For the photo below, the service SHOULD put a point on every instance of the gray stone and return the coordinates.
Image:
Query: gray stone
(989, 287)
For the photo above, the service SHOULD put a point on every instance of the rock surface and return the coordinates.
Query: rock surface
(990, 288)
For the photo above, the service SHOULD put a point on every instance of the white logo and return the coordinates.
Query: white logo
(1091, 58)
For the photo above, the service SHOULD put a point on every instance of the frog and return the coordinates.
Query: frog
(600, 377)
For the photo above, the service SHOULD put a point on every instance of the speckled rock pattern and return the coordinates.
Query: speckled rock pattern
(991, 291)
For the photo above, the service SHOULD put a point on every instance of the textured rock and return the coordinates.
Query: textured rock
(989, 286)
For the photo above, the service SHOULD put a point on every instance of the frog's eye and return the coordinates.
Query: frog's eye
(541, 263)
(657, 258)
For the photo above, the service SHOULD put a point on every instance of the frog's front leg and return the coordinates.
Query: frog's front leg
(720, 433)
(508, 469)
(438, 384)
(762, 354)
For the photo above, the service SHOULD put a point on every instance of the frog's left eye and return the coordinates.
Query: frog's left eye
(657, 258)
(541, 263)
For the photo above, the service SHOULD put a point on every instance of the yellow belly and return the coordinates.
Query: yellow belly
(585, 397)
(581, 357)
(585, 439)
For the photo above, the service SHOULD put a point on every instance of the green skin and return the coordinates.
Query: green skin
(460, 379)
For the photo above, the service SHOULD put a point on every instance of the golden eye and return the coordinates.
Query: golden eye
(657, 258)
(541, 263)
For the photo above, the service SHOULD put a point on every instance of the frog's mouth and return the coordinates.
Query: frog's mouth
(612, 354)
* * *
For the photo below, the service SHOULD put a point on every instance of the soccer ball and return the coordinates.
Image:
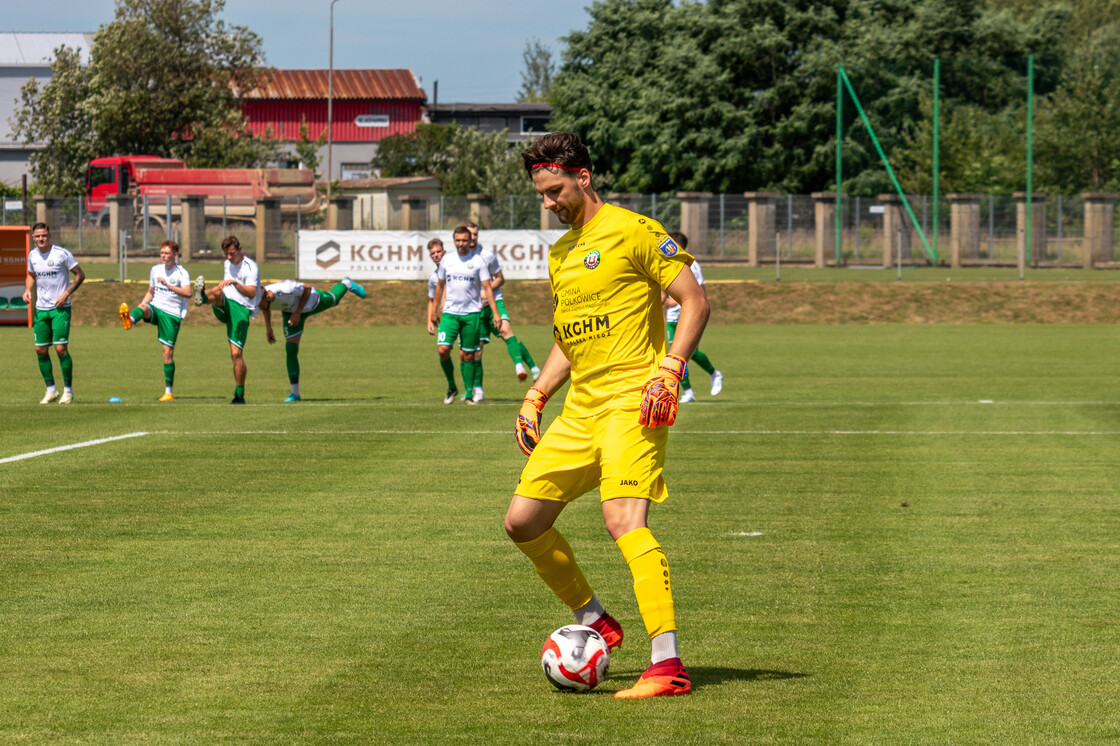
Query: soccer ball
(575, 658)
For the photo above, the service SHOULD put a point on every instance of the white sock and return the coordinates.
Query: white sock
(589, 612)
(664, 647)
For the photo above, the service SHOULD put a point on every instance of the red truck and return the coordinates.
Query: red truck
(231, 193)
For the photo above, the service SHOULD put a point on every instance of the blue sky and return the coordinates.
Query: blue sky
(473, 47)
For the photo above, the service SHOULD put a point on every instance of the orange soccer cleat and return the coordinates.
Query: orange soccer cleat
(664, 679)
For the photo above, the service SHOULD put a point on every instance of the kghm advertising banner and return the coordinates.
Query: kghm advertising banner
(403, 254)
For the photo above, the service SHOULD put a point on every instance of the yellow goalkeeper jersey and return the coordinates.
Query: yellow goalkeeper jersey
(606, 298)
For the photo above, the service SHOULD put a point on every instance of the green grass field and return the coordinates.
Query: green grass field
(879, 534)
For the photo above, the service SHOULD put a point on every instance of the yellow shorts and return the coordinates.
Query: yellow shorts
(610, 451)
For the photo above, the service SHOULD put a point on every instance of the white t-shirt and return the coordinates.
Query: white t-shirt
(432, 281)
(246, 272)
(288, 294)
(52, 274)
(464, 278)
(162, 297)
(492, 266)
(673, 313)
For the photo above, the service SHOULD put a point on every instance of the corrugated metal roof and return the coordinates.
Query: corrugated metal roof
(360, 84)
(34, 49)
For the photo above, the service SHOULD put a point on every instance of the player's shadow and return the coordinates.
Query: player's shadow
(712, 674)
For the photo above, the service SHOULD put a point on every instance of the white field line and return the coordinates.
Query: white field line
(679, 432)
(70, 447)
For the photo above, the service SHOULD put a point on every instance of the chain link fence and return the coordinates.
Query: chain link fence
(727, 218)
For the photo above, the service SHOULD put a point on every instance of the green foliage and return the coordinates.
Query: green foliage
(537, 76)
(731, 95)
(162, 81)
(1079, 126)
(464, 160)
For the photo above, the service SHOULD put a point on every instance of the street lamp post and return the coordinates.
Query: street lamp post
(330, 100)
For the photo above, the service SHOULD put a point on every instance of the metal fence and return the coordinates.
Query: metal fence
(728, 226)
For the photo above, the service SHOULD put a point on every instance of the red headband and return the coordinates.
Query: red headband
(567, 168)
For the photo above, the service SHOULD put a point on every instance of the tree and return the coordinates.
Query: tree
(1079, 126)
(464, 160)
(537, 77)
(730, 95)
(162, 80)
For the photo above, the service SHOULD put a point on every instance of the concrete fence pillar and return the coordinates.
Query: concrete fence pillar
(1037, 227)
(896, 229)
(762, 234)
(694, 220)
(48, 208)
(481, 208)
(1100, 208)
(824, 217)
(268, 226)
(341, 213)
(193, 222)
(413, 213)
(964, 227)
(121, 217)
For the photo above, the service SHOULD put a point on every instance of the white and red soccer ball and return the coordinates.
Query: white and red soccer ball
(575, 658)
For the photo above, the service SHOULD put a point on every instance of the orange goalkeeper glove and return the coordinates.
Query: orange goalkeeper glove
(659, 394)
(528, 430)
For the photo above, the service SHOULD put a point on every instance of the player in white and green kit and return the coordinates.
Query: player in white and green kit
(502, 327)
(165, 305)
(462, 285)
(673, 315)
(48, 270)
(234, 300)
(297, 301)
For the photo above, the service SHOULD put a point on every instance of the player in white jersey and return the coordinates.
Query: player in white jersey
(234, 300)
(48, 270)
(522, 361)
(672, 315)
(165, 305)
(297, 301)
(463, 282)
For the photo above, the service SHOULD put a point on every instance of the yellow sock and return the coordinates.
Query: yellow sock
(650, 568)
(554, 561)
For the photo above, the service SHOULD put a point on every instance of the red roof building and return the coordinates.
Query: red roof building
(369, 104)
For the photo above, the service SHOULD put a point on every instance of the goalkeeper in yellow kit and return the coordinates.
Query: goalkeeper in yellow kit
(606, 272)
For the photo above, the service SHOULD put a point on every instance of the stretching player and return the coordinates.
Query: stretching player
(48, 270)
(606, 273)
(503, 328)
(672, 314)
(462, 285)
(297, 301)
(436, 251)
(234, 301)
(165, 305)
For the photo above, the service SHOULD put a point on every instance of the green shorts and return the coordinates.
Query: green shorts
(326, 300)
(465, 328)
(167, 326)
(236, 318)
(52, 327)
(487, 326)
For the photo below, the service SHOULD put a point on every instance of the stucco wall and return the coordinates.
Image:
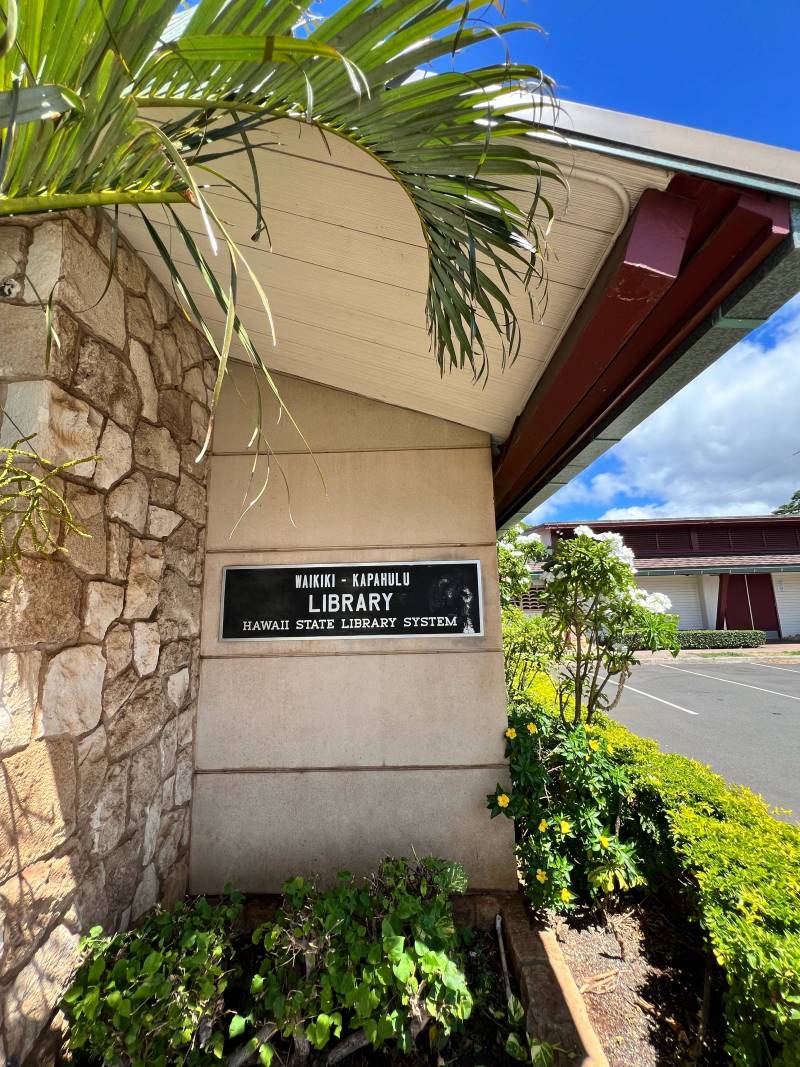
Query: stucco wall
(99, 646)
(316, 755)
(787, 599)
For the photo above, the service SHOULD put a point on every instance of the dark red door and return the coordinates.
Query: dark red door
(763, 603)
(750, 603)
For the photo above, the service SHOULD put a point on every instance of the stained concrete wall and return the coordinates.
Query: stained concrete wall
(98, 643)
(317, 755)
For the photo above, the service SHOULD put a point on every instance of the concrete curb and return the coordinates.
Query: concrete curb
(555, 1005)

INSTRUCTIONS FOR THE TASK: Set down the records again, unchanged, from the line that contains "concrete wall and return the coordinates." up to and including the line that contains "(555, 1005)".

SOLUTION FOR THIS EXERCISE:
For the photo above, the service SHOULD put a point on every instance of the stained concrete wall and return the coordinates.
Query: stained concrete wall
(98, 643)
(317, 755)
For the photo above, the service SHOULD put a point on every instance of the concrete curb and return the coordinates.
Query: concrete curb
(555, 1005)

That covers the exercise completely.